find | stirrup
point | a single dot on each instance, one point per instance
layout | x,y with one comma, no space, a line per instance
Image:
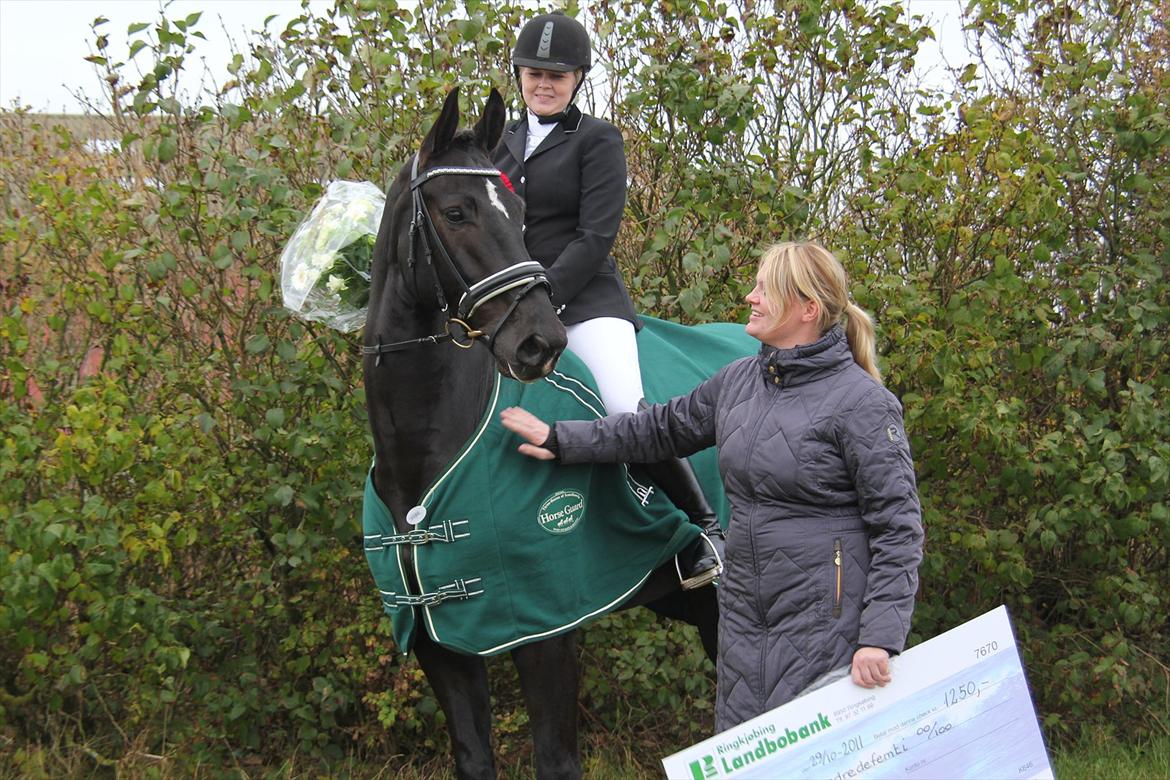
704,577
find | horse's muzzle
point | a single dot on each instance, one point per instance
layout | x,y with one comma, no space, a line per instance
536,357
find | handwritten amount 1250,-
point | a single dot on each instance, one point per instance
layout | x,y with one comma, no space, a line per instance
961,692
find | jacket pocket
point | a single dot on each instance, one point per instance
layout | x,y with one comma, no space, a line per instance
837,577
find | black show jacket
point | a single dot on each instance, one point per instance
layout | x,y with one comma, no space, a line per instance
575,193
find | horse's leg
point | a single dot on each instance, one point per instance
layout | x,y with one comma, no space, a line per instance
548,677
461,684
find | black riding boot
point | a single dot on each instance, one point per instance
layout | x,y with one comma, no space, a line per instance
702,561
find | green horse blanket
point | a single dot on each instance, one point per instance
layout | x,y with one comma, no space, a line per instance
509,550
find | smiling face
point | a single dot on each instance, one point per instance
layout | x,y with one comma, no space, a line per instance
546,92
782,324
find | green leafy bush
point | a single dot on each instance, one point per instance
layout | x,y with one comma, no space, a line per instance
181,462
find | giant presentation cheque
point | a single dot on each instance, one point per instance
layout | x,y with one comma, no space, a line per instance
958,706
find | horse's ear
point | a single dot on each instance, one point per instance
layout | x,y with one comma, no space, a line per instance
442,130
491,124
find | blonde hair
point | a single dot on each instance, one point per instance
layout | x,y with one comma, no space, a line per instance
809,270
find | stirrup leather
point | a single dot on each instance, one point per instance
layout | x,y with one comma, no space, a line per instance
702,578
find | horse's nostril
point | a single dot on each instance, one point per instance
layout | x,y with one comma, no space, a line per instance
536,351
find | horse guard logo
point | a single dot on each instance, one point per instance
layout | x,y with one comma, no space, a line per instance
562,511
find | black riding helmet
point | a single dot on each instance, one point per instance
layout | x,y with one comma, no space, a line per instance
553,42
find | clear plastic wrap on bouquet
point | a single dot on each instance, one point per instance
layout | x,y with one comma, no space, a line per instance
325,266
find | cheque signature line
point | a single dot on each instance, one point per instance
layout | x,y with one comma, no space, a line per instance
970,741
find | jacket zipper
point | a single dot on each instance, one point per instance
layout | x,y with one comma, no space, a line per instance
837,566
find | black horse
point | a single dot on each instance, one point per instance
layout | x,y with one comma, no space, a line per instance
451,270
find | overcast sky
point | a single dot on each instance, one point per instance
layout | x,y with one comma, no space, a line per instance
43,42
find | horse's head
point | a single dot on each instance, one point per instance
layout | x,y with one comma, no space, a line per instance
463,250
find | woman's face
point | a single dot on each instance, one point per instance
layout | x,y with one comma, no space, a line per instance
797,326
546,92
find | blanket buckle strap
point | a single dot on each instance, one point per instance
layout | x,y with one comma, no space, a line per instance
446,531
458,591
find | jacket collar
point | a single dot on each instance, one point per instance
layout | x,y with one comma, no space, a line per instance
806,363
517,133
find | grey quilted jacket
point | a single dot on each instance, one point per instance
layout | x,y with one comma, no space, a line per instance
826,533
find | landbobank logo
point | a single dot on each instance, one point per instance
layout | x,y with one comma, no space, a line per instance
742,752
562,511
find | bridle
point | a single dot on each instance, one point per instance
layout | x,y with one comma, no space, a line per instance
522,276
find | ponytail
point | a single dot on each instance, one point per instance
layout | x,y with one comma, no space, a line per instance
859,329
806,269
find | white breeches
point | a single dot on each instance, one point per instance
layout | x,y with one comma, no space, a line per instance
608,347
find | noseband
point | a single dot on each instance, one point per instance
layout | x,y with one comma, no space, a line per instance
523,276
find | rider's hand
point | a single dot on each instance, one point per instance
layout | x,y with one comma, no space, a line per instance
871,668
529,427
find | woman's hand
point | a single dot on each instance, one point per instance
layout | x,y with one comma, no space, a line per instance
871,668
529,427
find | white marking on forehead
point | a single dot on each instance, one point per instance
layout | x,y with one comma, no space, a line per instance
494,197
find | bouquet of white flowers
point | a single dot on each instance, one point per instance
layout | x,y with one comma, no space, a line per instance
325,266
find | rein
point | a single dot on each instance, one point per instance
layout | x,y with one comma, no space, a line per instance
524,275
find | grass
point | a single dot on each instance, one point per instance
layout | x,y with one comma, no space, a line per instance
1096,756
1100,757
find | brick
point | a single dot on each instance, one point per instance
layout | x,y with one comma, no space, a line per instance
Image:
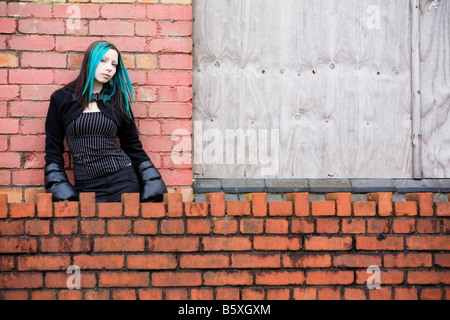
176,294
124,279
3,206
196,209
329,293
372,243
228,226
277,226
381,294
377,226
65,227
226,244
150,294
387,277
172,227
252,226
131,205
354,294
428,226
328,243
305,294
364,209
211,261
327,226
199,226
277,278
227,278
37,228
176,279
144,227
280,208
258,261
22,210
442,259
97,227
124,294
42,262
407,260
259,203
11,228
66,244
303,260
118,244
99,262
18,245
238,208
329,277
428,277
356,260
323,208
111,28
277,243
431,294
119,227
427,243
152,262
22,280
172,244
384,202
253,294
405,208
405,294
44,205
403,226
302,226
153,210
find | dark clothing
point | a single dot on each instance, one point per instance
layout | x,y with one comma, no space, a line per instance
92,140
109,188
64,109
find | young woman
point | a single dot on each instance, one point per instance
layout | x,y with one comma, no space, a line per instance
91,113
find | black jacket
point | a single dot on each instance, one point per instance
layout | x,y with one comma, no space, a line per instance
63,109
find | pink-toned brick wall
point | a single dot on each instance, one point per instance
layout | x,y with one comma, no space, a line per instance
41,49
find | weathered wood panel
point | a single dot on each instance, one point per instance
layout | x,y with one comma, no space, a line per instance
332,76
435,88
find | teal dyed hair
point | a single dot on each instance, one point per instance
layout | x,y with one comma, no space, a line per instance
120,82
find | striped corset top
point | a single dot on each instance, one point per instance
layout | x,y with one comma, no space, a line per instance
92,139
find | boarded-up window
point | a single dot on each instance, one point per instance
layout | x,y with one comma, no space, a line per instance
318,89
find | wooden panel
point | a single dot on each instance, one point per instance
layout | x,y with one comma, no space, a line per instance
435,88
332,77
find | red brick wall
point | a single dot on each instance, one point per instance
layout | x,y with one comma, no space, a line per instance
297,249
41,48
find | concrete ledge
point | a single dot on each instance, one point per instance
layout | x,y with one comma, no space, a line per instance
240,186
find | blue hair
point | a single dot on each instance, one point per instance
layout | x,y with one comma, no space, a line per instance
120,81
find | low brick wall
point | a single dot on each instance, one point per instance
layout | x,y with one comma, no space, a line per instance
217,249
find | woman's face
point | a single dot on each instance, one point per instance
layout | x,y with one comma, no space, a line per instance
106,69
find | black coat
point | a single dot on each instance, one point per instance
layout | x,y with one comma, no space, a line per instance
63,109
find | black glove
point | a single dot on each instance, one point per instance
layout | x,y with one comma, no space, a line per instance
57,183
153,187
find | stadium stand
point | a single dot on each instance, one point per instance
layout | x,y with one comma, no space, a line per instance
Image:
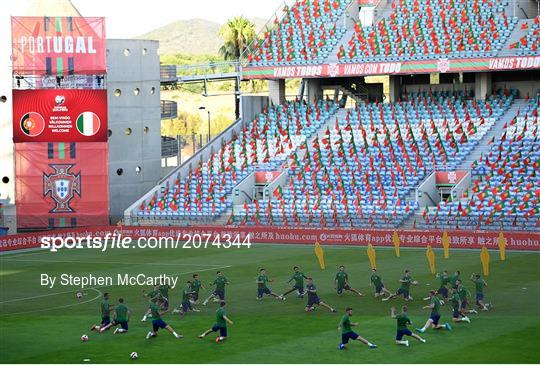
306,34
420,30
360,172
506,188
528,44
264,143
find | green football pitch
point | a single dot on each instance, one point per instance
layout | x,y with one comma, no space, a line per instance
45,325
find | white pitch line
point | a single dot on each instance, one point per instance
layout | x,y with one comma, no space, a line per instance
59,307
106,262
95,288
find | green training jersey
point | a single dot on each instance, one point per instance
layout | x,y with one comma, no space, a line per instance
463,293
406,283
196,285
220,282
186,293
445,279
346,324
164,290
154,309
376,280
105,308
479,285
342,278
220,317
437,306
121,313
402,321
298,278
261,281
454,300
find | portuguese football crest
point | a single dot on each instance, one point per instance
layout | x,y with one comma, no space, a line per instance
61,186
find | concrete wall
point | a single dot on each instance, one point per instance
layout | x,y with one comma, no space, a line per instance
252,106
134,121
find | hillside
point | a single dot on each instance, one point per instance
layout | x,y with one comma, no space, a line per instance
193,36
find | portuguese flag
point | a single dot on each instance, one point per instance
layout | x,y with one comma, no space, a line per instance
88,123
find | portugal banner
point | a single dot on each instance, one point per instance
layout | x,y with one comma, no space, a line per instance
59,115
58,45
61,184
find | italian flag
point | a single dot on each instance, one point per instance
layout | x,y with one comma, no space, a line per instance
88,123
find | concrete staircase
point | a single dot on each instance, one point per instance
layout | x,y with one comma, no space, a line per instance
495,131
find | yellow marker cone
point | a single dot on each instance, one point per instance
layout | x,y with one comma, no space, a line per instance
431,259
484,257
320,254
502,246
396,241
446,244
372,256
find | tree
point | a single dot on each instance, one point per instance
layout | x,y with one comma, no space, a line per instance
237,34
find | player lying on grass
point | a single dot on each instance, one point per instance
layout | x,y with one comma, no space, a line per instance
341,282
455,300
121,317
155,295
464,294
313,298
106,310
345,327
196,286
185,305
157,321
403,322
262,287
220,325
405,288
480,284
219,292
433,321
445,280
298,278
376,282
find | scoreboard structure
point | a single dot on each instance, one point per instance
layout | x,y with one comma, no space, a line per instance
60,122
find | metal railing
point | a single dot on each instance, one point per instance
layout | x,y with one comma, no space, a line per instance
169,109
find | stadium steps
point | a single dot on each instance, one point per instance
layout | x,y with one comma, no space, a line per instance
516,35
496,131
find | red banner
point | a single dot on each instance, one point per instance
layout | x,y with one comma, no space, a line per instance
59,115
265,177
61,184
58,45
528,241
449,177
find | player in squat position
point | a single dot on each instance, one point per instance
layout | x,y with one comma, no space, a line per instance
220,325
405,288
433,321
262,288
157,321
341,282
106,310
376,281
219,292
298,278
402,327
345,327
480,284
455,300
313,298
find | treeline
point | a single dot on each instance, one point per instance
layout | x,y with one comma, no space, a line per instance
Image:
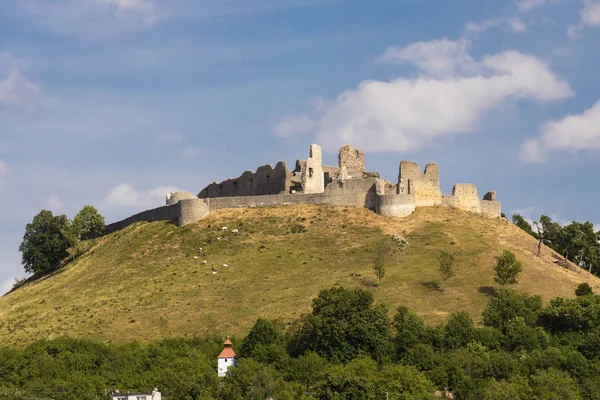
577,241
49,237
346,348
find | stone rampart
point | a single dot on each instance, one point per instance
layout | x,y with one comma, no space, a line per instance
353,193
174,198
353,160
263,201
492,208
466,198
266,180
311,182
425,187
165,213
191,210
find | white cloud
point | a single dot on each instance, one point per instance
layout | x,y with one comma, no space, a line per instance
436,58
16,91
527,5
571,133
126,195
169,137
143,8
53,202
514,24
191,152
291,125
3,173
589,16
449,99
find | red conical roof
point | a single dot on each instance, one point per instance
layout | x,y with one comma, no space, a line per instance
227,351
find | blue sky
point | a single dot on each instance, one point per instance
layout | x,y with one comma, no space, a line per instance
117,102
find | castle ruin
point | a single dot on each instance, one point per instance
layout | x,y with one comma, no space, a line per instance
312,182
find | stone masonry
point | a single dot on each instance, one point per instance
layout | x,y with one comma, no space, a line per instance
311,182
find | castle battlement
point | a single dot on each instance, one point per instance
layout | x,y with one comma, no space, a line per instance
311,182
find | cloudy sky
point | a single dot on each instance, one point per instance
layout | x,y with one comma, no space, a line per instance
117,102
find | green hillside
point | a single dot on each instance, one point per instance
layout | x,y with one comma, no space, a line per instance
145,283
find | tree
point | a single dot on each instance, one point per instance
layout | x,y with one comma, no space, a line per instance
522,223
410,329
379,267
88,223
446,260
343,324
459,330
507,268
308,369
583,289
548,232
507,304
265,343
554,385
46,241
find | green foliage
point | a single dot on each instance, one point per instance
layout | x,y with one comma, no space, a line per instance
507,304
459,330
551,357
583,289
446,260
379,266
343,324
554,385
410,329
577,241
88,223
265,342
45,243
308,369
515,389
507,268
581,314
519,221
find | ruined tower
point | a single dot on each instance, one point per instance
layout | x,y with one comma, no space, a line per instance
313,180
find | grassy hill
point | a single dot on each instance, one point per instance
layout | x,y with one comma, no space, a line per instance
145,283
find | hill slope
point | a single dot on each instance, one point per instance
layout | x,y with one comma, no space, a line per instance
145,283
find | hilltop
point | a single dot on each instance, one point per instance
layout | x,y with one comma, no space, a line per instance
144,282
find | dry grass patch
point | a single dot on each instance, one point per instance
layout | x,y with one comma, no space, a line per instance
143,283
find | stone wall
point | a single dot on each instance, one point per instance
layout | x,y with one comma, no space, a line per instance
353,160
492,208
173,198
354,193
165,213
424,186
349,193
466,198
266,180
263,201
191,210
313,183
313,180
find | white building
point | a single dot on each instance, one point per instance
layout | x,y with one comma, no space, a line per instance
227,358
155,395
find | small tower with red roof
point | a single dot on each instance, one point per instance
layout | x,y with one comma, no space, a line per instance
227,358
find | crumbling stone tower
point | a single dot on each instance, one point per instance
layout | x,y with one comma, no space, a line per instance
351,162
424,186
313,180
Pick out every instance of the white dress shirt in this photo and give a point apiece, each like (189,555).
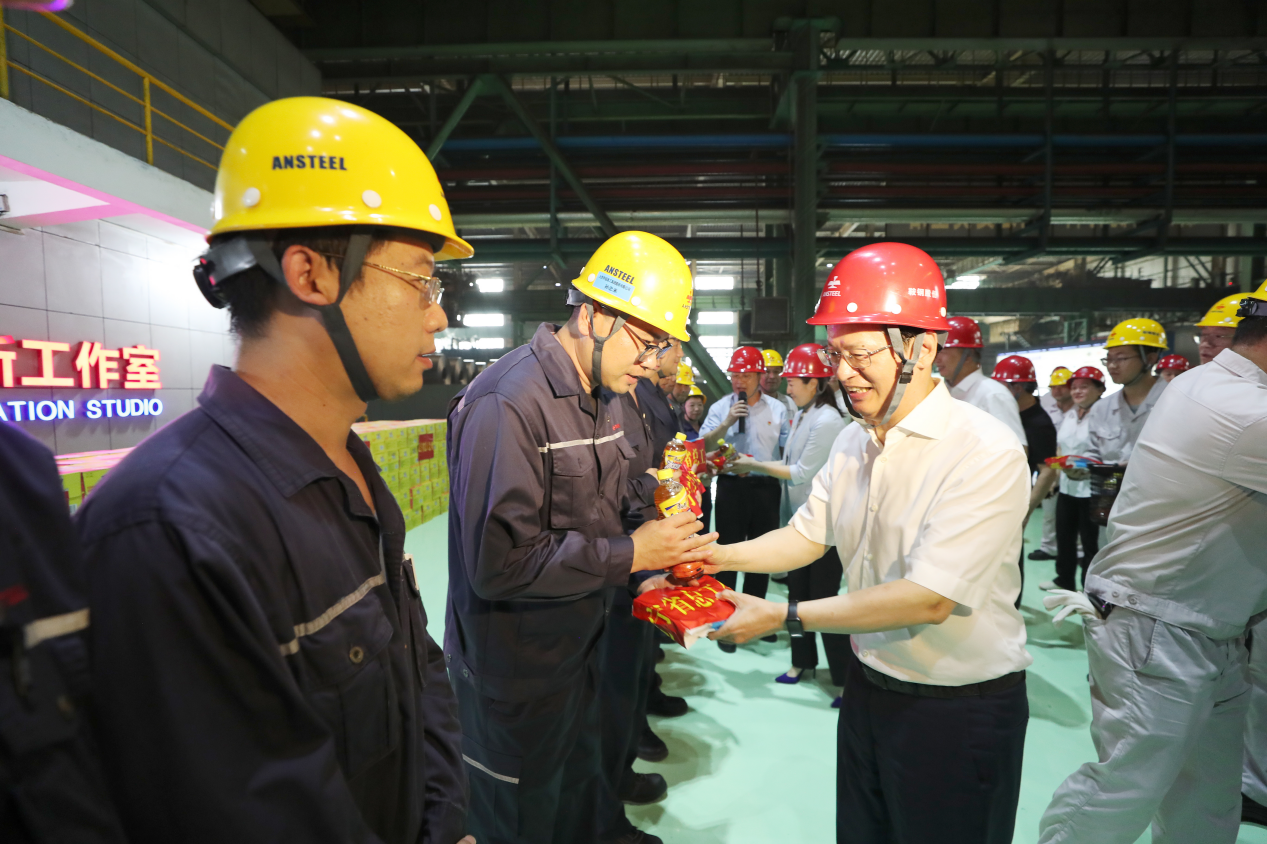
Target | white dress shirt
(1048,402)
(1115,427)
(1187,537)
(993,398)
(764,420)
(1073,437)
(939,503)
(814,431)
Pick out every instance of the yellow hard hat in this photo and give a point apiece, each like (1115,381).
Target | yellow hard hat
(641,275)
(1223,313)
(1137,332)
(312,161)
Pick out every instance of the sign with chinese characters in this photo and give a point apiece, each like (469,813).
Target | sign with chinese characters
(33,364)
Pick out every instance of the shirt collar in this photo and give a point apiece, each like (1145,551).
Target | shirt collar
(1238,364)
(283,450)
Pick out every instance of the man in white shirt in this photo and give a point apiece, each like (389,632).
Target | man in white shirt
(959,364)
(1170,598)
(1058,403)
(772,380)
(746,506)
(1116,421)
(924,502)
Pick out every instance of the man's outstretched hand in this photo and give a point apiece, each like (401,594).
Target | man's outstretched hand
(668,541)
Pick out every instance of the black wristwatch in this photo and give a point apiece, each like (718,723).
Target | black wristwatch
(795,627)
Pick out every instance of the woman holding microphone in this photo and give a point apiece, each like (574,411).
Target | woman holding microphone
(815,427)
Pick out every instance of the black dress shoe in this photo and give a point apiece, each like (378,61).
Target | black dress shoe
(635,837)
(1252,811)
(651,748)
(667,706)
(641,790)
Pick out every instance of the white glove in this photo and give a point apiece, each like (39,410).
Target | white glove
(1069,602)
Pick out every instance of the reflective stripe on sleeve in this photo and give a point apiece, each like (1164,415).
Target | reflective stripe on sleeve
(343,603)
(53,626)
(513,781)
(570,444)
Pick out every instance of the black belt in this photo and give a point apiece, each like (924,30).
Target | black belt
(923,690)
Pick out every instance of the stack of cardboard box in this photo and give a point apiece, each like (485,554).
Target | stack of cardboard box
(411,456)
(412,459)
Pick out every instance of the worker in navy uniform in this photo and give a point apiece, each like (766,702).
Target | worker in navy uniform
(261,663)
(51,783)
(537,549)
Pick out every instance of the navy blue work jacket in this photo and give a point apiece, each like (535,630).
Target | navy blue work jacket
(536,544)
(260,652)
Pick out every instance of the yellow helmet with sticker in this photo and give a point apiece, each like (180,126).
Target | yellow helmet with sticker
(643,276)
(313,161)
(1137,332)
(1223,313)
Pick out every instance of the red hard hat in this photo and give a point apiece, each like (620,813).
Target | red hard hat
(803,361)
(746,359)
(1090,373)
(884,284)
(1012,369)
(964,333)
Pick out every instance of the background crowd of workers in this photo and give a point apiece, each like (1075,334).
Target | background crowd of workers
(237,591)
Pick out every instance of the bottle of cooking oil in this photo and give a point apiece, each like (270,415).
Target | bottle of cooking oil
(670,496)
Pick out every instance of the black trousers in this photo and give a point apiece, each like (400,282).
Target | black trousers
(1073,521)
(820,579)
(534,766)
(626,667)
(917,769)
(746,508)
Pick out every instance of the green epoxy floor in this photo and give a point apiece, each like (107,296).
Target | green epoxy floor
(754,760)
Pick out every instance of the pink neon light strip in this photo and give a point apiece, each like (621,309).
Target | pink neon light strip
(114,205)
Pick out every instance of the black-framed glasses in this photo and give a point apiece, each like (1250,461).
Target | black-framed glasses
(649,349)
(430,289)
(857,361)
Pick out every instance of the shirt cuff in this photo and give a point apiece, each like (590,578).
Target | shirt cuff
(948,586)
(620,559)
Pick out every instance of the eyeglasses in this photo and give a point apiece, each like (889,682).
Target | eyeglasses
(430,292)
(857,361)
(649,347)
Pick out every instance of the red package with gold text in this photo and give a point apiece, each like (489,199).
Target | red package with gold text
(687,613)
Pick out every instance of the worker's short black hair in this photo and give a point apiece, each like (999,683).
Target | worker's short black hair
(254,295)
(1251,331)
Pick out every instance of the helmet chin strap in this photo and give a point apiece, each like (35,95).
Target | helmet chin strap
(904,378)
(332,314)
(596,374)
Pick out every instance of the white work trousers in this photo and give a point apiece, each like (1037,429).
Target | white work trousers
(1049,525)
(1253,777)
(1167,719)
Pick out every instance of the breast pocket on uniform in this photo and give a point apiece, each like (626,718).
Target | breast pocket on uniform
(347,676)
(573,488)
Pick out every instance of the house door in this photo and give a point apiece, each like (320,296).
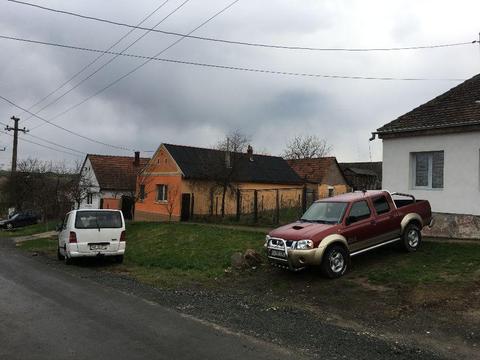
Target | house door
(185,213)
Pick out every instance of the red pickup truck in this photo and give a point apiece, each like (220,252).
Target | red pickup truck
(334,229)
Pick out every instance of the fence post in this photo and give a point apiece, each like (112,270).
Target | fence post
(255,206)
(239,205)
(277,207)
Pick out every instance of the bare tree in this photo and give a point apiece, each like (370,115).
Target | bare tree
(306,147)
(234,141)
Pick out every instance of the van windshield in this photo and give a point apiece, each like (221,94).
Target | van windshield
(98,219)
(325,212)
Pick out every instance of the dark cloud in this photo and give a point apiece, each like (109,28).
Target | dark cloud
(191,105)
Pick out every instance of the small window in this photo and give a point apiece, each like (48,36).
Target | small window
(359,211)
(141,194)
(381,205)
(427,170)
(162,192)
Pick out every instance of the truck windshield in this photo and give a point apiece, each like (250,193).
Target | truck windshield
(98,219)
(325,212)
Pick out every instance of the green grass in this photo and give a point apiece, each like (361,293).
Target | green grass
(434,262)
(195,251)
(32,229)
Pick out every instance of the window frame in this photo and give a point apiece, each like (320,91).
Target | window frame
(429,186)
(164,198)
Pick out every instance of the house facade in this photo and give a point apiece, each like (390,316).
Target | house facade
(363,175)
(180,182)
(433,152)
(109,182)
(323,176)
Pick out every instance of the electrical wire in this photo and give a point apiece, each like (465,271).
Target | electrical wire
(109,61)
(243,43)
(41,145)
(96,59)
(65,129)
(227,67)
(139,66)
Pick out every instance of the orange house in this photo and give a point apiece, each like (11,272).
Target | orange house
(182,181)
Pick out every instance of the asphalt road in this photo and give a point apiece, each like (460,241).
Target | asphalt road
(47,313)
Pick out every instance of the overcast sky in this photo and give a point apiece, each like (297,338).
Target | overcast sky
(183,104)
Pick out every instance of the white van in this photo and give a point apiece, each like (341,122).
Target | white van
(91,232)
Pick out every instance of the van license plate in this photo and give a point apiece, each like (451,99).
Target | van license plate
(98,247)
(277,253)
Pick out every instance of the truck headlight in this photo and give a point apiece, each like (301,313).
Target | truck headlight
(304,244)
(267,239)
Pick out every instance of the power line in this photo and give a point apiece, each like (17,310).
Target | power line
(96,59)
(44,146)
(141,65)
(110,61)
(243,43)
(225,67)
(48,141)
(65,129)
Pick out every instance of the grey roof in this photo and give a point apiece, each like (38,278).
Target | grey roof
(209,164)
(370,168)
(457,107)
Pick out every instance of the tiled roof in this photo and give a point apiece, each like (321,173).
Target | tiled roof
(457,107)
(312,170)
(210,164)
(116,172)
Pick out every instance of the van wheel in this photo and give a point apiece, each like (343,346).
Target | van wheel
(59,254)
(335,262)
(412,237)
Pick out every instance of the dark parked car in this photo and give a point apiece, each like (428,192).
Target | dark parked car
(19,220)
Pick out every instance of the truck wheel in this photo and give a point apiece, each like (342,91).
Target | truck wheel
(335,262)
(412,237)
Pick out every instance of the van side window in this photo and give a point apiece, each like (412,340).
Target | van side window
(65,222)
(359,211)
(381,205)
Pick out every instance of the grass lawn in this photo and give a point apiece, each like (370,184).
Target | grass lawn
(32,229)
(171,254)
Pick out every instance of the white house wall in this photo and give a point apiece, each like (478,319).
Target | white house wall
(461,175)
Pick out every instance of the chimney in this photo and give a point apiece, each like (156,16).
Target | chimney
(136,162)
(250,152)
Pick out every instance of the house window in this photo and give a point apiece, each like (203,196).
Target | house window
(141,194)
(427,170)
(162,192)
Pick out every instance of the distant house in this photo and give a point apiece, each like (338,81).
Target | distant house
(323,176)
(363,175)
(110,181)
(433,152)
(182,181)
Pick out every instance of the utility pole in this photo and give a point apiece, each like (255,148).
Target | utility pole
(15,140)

## Direction
Copy out exactly the lines running from the line with "Pick out every instance of the grass" to the end of the records, inclusive.

## Completed exercise
Pick out every instance of the grass lawn in this photo and give a point apiece, each like (370,184).
Target | grass lawn
(32,229)
(171,254)
Pick out every instance of the white house wall in this photo and give a point apiece, each like (478,319).
Target | white house wall
(461,175)
Pick out every instance of the chimney in this photo and give a point apiece, each like (156,16).
Target | chimney
(136,162)
(250,152)
Pick out every instance of the house window in this photo and give a point apiece, each like (203,196).
Target | house window
(141,194)
(427,170)
(162,192)
Pick out every instance of the distant house in this photo and give a point apiece, each like (338,81).
Target | distant house
(323,176)
(363,175)
(110,181)
(433,152)
(182,181)
Pick out every instance of the utility pole in this photo and give a point apiece, each like (255,148).
Target | utility pole
(15,140)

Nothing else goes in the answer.